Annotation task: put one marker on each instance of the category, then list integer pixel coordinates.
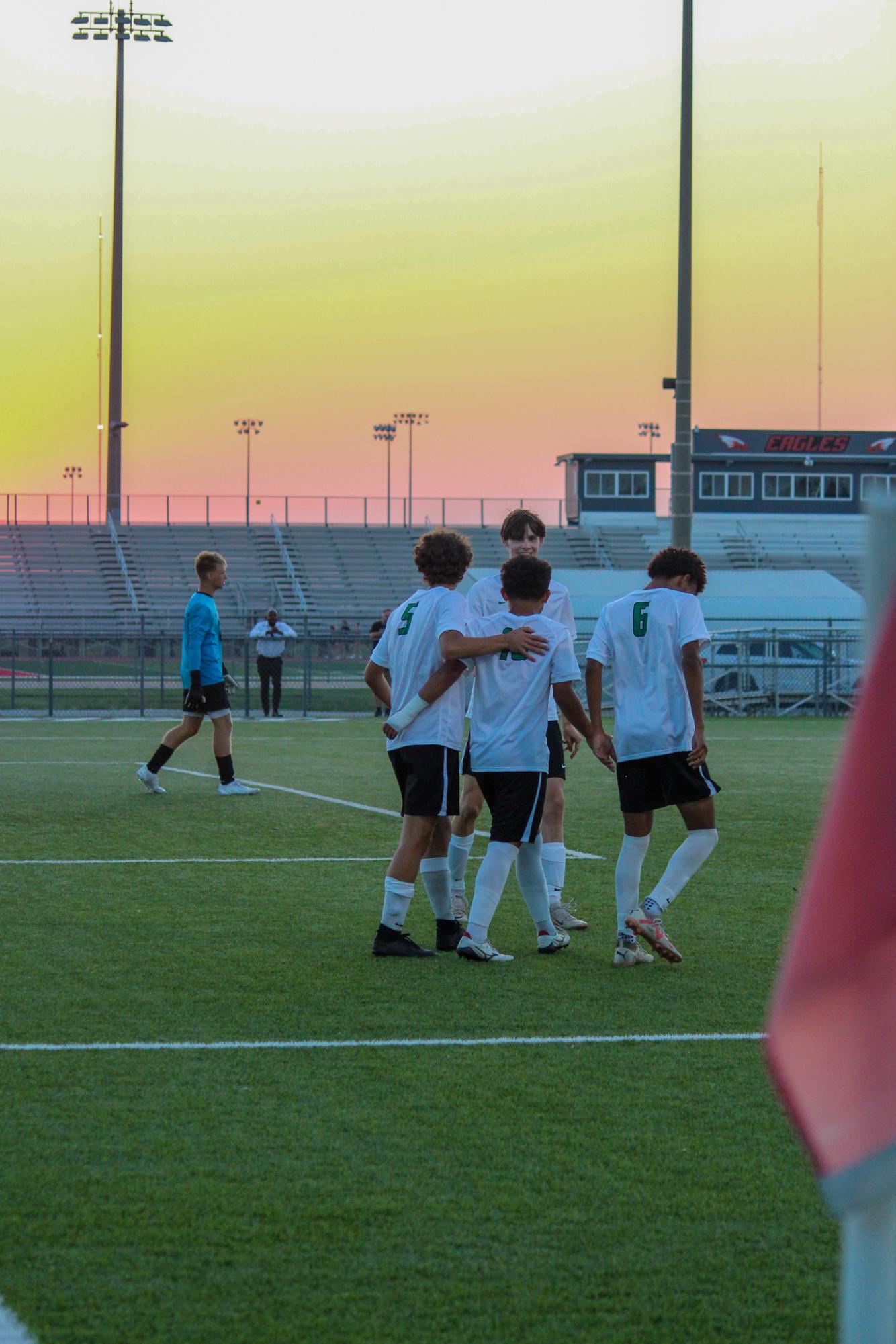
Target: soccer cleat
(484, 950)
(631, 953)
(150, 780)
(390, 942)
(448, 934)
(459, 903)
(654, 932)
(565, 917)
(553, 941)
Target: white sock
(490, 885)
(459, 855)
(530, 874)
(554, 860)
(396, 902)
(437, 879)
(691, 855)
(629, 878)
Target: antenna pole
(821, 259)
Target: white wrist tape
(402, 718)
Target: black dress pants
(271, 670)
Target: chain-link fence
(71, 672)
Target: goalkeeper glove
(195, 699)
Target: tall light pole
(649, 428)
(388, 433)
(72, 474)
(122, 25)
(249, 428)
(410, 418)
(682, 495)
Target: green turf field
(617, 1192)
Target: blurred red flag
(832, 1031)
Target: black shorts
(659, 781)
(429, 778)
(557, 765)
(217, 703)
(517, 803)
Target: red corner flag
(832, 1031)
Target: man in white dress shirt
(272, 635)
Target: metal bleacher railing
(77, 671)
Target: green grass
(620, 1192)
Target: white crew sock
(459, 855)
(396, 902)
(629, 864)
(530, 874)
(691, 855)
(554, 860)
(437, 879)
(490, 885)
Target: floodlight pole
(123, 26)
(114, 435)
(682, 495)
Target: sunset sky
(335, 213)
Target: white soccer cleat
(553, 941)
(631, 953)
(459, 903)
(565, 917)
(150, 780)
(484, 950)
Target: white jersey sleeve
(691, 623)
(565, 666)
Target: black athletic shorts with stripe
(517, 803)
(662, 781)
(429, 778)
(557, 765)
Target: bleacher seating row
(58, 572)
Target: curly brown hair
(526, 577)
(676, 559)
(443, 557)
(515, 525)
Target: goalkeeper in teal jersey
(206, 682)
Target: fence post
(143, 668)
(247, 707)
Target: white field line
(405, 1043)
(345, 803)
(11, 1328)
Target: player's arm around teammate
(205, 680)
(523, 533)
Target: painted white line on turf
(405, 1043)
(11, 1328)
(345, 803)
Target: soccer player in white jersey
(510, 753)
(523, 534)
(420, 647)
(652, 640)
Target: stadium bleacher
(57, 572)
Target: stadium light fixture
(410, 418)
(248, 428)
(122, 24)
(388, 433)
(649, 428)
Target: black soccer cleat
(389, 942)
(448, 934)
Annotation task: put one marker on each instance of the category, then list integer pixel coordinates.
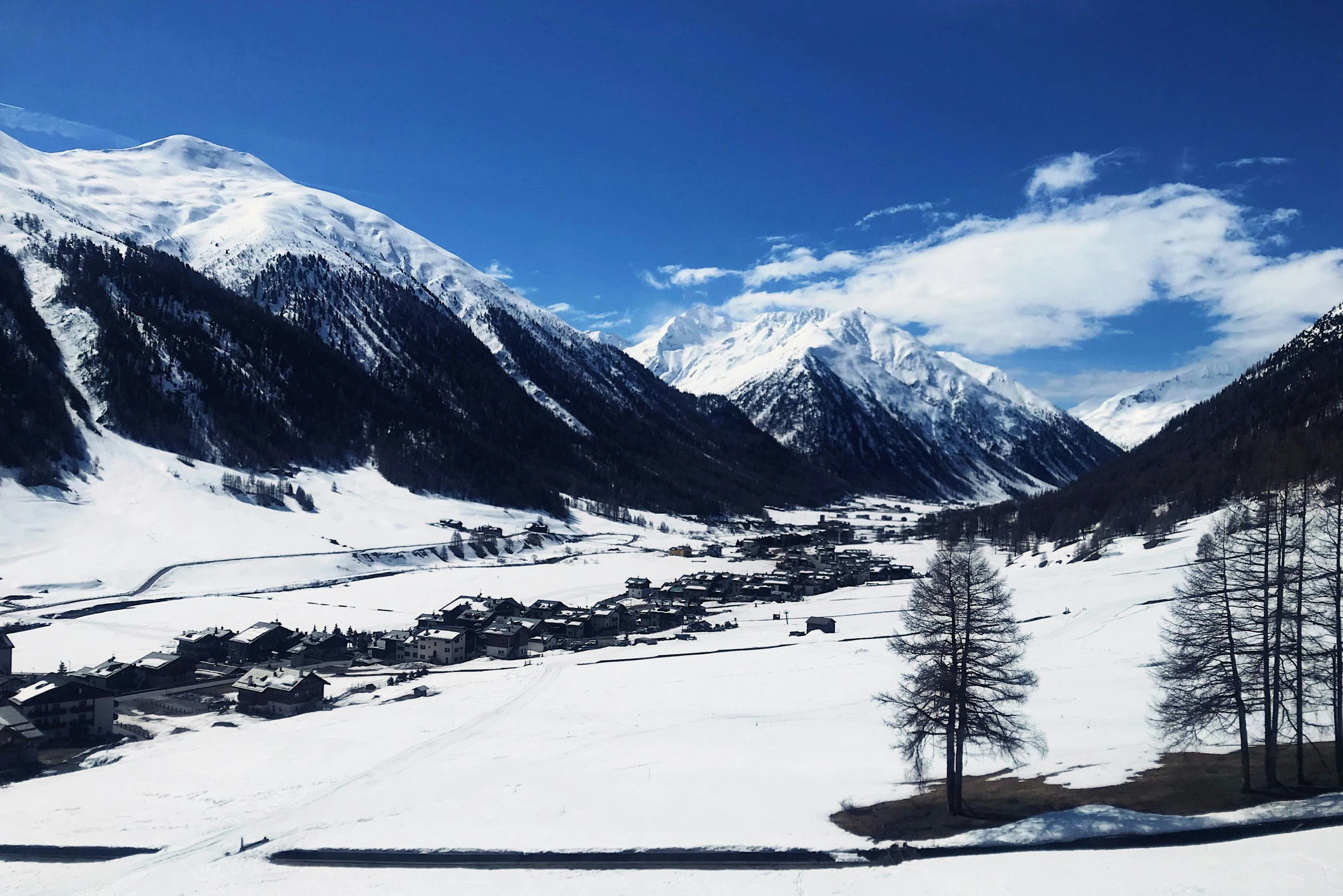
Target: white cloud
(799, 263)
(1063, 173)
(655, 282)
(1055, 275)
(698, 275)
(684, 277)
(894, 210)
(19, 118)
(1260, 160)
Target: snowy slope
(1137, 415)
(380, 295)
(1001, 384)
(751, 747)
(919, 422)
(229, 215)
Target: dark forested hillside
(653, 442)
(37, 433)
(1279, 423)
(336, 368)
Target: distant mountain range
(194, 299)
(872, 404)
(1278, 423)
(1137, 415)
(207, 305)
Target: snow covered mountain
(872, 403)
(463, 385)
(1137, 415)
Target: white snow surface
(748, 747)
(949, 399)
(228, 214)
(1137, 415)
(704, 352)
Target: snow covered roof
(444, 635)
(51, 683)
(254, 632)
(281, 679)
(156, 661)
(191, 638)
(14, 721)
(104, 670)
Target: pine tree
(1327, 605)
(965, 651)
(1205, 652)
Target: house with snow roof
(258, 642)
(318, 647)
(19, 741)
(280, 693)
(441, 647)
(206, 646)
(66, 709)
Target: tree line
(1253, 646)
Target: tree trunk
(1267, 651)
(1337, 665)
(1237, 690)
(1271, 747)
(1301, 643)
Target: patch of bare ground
==
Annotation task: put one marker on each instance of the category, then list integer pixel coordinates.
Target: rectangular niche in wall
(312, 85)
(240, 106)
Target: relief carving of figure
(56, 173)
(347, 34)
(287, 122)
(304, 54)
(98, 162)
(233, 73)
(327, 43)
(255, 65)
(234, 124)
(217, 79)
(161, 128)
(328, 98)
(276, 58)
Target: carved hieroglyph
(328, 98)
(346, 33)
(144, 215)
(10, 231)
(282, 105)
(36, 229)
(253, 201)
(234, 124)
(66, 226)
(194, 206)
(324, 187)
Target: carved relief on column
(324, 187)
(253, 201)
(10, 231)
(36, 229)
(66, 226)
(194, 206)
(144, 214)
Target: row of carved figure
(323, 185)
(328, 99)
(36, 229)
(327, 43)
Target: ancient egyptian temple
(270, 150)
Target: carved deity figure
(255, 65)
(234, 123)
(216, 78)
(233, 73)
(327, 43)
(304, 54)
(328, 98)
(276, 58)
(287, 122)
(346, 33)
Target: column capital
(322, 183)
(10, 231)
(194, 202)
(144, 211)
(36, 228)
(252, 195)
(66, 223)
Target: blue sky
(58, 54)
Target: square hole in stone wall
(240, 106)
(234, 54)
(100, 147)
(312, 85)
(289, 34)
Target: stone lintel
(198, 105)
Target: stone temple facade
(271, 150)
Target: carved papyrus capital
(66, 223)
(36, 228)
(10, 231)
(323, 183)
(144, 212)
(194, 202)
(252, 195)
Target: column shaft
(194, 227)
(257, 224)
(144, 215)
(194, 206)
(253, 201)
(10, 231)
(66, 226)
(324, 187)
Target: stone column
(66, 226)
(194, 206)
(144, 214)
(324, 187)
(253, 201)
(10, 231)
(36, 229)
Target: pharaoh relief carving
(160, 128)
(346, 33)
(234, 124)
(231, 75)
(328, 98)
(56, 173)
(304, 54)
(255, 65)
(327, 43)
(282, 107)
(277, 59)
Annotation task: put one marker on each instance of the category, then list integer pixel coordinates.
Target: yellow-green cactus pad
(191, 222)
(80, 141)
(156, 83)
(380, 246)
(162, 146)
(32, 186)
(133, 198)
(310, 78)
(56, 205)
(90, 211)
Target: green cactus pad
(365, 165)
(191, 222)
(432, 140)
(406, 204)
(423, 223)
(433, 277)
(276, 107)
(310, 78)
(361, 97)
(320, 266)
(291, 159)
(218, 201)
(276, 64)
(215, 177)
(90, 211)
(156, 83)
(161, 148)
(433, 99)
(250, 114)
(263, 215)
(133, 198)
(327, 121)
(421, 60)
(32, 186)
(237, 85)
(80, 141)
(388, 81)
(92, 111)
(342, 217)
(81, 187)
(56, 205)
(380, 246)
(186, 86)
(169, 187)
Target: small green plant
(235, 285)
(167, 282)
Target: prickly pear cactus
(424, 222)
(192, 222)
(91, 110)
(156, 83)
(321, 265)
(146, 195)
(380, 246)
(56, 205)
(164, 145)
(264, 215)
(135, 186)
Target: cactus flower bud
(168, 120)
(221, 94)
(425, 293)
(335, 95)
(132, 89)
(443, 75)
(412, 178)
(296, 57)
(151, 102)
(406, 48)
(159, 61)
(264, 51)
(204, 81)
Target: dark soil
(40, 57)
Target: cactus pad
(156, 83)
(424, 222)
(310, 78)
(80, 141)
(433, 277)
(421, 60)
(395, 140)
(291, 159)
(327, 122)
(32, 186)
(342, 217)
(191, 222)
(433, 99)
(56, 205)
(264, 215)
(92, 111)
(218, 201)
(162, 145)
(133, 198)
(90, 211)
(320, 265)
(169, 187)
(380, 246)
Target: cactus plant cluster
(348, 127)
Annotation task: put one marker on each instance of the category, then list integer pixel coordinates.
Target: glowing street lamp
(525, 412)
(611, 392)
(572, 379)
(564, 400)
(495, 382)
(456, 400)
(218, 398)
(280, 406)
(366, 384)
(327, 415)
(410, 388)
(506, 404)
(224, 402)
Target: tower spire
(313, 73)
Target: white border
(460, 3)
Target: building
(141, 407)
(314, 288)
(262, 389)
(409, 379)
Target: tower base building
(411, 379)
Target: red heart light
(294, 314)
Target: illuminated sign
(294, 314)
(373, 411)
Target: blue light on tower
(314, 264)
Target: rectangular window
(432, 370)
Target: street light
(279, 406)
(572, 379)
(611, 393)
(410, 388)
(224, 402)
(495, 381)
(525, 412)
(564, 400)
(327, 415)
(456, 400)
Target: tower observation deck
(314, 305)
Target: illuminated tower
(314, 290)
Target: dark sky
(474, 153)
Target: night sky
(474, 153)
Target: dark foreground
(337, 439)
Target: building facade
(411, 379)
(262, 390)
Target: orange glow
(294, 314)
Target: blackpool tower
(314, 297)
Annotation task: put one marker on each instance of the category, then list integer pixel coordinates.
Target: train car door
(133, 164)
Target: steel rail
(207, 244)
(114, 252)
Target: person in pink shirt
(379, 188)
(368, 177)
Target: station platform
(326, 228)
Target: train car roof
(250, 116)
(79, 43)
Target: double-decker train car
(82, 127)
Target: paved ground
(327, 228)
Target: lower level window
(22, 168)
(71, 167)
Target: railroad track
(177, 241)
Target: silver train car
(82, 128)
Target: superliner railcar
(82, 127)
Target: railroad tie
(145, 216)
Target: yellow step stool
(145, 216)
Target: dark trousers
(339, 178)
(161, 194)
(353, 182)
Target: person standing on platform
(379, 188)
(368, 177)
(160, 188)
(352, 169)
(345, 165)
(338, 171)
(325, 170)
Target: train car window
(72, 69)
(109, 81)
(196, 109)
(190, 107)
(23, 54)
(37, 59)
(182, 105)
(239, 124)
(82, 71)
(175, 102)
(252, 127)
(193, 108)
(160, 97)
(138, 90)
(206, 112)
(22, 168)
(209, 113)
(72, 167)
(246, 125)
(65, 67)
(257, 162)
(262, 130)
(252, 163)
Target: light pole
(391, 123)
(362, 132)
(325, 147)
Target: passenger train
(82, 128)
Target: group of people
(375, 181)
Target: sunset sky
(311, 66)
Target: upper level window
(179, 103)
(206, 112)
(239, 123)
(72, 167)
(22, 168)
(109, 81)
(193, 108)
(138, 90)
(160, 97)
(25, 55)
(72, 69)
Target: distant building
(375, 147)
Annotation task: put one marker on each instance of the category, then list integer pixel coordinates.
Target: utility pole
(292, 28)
--
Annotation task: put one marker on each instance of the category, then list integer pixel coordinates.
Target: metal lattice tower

> [WHAT IS REQUIRED]: Rewrite everything in the listing from the line containing "Target: snowy slope" down to the line containing "Target: patch of bare ground", both included, as a numbered list without blank lines.

> [OUTPUT FOR THIS EXERCISE]:
1. Target: snowy slope
2. (1137, 415)
3. (380, 295)
4. (1001, 384)
5. (751, 747)
6. (919, 422)
7. (229, 215)
8. Target: dark forested hillside
9. (653, 442)
10. (37, 433)
11. (1279, 423)
12. (336, 368)
13. Target: distant mountain range
14. (194, 299)
15. (872, 404)
16. (1278, 423)
17. (1137, 415)
18. (207, 305)
19. Target: snow covered mountain
20. (872, 403)
21. (463, 385)
22. (1137, 415)
23. Target: white snow surface
24. (748, 747)
25. (949, 399)
26. (228, 214)
27. (1137, 415)
28. (704, 352)
29. Target: snow covered roof
30. (444, 635)
31. (51, 683)
32. (254, 632)
33. (281, 679)
34. (156, 661)
35. (191, 638)
36. (14, 721)
37. (104, 670)
38. Target: pine tree
39. (1327, 605)
40. (965, 651)
41. (1205, 652)
42. Target: house with snow roof
43. (258, 642)
44. (318, 647)
45. (19, 741)
46. (280, 693)
47. (441, 647)
48. (206, 646)
49. (66, 709)
50. Target: tree line
51. (1253, 646)
52. Target: tree trunk
53. (1267, 651)
54. (1337, 665)
55. (1237, 690)
56. (1271, 747)
57. (1301, 643)
58. Target: patch of bare ground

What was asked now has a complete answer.